What is expected ▸ Copy each entry below exactly as it appears.

- Opening Delimiter -

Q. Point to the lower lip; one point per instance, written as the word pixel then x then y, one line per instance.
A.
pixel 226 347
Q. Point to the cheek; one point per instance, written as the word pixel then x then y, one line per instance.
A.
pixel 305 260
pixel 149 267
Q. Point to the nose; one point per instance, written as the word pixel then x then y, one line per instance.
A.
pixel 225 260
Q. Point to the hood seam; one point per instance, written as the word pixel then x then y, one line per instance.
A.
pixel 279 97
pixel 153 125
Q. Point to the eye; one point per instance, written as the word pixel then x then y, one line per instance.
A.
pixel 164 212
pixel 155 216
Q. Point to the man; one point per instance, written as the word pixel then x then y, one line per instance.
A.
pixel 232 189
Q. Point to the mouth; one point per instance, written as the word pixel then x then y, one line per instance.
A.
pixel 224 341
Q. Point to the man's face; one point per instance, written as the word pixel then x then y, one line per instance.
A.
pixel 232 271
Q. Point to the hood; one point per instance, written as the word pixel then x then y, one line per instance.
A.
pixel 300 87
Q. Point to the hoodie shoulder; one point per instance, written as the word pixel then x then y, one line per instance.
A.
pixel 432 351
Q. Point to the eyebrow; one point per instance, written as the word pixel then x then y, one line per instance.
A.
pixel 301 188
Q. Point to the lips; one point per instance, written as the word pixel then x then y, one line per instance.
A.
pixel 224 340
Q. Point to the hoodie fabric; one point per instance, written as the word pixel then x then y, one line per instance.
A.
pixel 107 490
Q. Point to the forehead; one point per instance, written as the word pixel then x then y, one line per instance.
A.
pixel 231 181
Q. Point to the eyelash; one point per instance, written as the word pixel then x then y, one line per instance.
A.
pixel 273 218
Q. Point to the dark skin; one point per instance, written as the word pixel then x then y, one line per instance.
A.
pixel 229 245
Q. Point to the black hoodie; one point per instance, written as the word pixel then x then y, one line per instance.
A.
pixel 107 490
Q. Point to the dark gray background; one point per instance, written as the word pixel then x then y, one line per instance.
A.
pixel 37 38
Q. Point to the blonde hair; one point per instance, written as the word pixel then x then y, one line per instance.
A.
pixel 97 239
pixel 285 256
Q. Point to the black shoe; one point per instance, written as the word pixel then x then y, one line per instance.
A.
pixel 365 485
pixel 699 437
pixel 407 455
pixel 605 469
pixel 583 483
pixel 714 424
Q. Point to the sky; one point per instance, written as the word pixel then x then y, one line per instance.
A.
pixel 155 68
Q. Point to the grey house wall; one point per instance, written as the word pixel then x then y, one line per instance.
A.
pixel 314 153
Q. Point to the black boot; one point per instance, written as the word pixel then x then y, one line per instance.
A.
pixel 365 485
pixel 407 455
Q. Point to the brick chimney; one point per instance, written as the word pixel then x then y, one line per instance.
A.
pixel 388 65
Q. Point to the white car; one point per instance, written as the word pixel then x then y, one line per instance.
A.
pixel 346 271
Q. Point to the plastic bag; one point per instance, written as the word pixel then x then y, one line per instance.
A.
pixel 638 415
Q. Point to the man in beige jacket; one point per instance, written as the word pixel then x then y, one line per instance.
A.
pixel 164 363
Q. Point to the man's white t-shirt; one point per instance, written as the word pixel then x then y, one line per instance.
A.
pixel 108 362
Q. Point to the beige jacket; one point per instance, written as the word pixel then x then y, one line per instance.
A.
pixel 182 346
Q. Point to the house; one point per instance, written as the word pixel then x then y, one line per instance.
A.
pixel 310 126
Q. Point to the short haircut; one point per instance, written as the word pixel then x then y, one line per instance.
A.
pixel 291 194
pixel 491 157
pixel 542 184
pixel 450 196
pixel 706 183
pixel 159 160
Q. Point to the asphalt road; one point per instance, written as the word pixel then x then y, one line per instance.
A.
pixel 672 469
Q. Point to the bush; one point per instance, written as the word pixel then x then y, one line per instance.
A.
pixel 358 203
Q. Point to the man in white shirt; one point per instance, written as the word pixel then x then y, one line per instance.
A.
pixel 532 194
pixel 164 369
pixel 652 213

- Closing Delimiter -

Solution ▸
Q. Point to the lower lip; one point per instance, written as the word pixel then x then y, one line per instance.
A.
pixel 226 347
Q. Point to the cheek; one point per instance, written as the word pixel then x then y, one line per instance.
A.
pixel 305 260
pixel 149 267
Q. Point to the nose; one point per instance, written as the word pixel then x then y, one line per instance.
A.
pixel 225 260
Q. Point to the hood seam; one point per instance, written as the word pixel then x then y, one line per instance.
A.
pixel 279 97
pixel 153 125
Q. Point to the eye; one point per instance, written as the word pixel then x then y, one line per instance.
A.
pixel 164 212
pixel 155 216
Q. Point to the man; one point per instance, written as the word pixel then x then y, one line per instance.
A.
pixel 232 189
Q. Point to the mouth; one point per instance, written as the word pixel then x then y, one line per instance.
A.
pixel 224 341
Q. Point to the man's face; one point per instance, written as the word pixel then x then y, one line per instance.
A.
pixel 232 271
Q. Point to the hood; one point per instance, written as the word pixel then x then y, one line per instance.
A.
pixel 300 87
Q. Point to the hoodie shoulder; one point per instance, written as the word pixel then x then y, one line per instance.
A.
pixel 432 351
Q. Point to the eyebrow; one point per instance, written as the word pixel then x then y, one line per instance.
A.
pixel 301 188
Q. Point to the lips; one point per instance, written as the word pixel then x then y, one line per instance.
A.
pixel 224 340
Q. Point to the hoodie fabric; one point per instance, written as the word pixel then x then y, one line per instance.
A.
pixel 107 490
Q. Point to the forehead; one point per instance, written as the word pixel then x then y, one line per instance.
A.
pixel 231 181
Q. Point to the eyelash; one point per instance, written as the word pixel then x then y, one line per instance.
A.
pixel 273 218
Q. Point to the dark skin; one point per instance, written as the word pixel then x then y, one line per instance.
A.
pixel 229 245
Q. Point to the black hoodie; one point per instance, written as the word pixel then x then y, one line per instance.
A.
pixel 107 490
Q. Point to the dark gray background; one point per instance, written as the word pixel then x then y, one line per instance.
A.
pixel 37 38
Q. Point to the blonde hair; one point per instance, written as the word pixel then x then y, one line per instance.
A.
pixel 97 239
pixel 285 256
Q. Point to the black shoe; one point per instance, written as the word pixel then x then y, one line per instance.
A.
pixel 365 485
pixel 699 437
pixel 407 455
pixel 605 469
pixel 583 483
pixel 714 424
Q. Point to the sky; one point per instance, written as the word pixel then x then y, one line per instance.
A.
pixel 155 68
Q. Point to the grey house wall; one point per instance, written as the word pixel then x then y, one line per instance.
A.
pixel 314 153
Q. Point to the black boot; one point per instance, written as the word pixel then x then y, one line per instance.
A.
pixel 365 485
pixel 407 455
Q. Point to the brick chimney; one point per instance, written as the word pixel then x then y, one line per instance.
A.
pixel 388 65
Q. Point to the white car; one point per instance, written as the word pixel then x then y, one line per instance.
A.
pixel 346 271
Q. Point to the plastic bag; one point per instance, written as the word pixel then x then y, one line per instance.
A.
pixel 638 415
Q. Point to the man in beige jacket; one point per instance, written as the word pixel then x then y, one line per instance.
A.
pixel 164 363
Q. Point to the man's white t-shirt; one point per instance, written as the word pixel then x then y, one line per instance.
A.
pixel 108 362
Q. Point to the beige jacket; one point per instance, written as the word pixel then x then y, one line per instance.
A.
pixel 182 346
Q. Point to the house; one point per instance, written as the word pixel then x then y, one line per instance.
A.
pixel 310 126
Q. Point to the short haircut; one point per instance, written as the word pixel then x then y, one line per instance.
A.
pixel 291 194
pixel 491 157
pixel 542 184
pixel 450 196
pixel 706 183
pixel 159 160
Q. Point to the asphalt road; one point per instance, written as the word pixel then x then y, one line per instance.
A.
pixel 672 469
Q. Point to the bush; one point per instance, written as the word pixel then x then y, one line per instance.
A.
pixel 358 203
Q. Point to the man in white shirt; one point per instance, written as the word pixel then x then y, one line per instance.
A.
pixel 532 194
pixel 164 369
pixel 652 213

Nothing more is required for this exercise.